→ **Exercise description**:
In the listing below, how many lines include "dark"? Give the number and no other text.

→ **Data excerpts**:
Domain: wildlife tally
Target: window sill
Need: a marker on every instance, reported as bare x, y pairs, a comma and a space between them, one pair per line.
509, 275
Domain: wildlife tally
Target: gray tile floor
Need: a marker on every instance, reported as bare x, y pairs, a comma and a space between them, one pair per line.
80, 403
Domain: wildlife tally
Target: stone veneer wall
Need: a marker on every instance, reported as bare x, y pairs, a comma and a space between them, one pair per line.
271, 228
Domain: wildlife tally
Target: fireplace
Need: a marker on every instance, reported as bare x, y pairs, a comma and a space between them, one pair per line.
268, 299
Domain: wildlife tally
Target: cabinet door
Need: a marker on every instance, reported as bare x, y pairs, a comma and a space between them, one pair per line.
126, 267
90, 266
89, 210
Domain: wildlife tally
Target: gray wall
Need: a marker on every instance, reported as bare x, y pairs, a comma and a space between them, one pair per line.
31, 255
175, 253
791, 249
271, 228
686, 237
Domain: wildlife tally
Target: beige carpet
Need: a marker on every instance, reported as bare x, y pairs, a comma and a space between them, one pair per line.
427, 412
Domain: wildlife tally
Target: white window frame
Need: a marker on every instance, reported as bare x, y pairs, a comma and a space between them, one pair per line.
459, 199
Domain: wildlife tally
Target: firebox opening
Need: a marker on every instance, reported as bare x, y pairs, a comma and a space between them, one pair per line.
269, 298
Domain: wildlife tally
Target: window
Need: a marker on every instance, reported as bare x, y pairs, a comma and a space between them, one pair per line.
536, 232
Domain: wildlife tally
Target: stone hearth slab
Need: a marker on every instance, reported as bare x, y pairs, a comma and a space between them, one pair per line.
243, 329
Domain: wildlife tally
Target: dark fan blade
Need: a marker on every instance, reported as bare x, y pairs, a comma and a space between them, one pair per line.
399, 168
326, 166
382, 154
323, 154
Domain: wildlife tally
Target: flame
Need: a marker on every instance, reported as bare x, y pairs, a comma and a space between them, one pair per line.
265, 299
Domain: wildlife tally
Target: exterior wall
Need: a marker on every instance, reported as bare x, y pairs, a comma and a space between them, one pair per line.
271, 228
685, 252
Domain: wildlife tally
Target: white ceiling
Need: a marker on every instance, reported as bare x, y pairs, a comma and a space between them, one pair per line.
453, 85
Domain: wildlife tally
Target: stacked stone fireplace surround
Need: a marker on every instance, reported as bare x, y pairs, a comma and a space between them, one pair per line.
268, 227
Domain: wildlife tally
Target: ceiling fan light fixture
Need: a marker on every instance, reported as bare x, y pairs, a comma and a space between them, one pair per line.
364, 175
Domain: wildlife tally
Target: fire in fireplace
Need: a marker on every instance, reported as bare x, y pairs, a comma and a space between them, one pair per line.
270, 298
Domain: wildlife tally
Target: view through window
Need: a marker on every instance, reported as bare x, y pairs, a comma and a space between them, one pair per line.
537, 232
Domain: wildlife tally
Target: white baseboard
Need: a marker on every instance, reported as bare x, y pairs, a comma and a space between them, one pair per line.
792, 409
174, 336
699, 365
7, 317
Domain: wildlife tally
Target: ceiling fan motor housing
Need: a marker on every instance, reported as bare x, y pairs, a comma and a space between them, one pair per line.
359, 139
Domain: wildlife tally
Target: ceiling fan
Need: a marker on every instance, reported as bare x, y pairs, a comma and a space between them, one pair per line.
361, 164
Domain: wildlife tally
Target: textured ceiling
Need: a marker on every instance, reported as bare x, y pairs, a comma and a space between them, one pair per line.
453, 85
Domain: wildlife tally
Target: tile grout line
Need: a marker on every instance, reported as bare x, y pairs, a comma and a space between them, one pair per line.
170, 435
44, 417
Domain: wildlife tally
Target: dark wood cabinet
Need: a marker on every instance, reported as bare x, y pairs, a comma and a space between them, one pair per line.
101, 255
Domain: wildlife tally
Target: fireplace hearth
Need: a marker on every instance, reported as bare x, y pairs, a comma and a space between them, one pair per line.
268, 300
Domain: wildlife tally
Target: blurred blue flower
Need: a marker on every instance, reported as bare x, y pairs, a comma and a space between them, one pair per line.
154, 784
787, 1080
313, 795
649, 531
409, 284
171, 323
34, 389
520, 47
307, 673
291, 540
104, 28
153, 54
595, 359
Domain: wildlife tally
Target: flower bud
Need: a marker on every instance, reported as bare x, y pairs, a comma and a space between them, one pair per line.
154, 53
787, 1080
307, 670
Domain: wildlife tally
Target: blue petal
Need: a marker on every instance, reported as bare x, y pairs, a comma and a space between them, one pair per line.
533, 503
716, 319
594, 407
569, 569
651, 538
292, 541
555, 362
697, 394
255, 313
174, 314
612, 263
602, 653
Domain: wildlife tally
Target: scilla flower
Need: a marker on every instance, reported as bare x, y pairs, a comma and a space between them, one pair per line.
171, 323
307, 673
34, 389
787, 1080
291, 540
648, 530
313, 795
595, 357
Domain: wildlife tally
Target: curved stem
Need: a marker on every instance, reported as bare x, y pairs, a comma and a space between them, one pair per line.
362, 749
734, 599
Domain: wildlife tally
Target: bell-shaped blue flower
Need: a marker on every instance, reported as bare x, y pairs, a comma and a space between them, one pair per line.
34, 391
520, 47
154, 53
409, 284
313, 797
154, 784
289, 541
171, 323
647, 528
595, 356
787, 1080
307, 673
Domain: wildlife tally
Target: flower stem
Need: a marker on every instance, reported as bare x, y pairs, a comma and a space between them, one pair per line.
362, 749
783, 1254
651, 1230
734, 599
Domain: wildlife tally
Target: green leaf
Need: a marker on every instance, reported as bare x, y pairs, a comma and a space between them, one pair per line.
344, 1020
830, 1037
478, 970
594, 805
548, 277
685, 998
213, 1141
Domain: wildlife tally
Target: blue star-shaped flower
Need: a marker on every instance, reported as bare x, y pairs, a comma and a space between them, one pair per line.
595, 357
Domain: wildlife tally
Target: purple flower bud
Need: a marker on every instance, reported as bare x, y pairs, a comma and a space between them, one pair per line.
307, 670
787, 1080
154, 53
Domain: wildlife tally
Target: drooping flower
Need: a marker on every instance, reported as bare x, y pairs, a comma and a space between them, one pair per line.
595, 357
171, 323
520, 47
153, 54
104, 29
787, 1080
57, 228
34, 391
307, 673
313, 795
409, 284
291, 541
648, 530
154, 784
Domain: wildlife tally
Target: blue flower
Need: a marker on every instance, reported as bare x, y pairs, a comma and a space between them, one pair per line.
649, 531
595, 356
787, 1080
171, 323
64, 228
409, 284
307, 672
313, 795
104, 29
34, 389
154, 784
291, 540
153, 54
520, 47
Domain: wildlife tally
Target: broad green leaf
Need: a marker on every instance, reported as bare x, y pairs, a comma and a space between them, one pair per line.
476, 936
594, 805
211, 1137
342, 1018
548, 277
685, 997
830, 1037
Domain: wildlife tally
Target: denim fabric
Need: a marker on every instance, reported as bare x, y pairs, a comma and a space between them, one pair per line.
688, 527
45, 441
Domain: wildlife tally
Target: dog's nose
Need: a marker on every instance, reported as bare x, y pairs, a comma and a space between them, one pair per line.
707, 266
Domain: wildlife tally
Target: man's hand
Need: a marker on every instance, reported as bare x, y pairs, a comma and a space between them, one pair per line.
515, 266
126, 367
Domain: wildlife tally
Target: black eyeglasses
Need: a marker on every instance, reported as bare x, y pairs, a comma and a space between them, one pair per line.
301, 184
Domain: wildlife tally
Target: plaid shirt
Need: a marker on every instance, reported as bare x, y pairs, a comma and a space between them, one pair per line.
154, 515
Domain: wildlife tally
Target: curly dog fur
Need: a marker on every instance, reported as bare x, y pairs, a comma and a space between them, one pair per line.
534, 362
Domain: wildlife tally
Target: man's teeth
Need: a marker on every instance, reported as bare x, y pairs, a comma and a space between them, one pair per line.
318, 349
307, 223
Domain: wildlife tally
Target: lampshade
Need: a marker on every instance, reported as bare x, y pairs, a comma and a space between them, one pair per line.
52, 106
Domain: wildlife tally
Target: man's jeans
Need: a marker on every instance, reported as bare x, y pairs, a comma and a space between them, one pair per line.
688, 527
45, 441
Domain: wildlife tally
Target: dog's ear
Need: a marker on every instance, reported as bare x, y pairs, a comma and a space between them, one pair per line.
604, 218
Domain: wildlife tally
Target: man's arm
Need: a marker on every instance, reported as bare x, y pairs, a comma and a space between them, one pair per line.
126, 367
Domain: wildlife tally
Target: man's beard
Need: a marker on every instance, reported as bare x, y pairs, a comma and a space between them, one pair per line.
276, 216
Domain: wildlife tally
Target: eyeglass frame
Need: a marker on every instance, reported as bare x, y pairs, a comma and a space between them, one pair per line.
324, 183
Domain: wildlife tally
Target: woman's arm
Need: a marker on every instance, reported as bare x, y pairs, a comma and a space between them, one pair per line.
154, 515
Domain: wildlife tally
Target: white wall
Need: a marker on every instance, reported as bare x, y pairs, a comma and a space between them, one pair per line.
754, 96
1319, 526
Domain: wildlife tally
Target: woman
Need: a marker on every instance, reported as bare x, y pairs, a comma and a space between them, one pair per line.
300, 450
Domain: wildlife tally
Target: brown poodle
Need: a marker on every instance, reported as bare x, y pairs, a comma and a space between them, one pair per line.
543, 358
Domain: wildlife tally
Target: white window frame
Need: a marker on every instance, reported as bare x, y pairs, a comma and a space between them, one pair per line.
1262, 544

→ **Result of the task**:
2